Prompt:
Within the records, find every line that includes the word "submerged" and copy it.

Data for the task:
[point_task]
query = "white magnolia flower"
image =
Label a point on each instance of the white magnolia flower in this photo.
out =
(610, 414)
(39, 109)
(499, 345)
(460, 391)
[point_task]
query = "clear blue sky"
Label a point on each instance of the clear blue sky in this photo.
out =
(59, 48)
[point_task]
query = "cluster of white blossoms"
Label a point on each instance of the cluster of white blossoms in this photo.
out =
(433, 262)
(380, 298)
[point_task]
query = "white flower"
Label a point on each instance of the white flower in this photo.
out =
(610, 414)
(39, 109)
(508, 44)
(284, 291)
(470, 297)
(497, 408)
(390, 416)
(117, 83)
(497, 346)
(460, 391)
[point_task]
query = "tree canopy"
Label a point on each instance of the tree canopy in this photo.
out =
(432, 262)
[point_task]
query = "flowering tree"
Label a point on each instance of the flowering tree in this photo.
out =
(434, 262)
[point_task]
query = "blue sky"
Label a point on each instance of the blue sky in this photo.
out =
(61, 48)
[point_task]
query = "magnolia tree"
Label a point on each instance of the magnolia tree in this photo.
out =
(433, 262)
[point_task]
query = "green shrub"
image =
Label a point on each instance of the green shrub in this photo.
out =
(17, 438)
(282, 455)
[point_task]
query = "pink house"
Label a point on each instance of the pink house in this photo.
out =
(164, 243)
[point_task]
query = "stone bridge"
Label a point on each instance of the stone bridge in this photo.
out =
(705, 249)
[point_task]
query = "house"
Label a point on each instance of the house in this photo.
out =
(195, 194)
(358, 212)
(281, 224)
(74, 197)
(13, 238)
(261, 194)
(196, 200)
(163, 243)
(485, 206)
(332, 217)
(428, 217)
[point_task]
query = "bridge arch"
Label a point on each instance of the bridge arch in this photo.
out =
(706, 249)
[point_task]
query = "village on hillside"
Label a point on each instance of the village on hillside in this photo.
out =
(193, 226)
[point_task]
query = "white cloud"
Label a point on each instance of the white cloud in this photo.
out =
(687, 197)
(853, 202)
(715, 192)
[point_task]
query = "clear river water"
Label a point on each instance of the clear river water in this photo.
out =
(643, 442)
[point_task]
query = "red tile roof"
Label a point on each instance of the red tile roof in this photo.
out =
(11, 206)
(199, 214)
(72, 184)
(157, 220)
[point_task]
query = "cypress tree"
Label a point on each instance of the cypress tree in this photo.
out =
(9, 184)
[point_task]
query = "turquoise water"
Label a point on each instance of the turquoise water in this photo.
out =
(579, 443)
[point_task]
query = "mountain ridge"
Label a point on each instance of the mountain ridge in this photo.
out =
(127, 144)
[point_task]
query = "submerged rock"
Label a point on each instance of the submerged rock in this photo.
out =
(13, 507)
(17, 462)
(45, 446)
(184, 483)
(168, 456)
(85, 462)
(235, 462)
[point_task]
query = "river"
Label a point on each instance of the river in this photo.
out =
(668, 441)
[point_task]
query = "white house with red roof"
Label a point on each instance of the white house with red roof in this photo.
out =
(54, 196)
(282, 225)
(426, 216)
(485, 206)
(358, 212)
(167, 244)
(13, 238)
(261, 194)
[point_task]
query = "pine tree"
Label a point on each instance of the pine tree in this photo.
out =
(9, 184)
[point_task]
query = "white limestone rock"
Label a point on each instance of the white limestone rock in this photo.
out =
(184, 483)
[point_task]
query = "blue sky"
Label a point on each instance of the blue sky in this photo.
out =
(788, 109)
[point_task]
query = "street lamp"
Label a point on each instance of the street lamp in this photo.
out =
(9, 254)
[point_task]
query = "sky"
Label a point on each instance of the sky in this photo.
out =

Answer to this exercise:
query = "submerged rock"
Label a point on each instance of the submerged rock in this photo.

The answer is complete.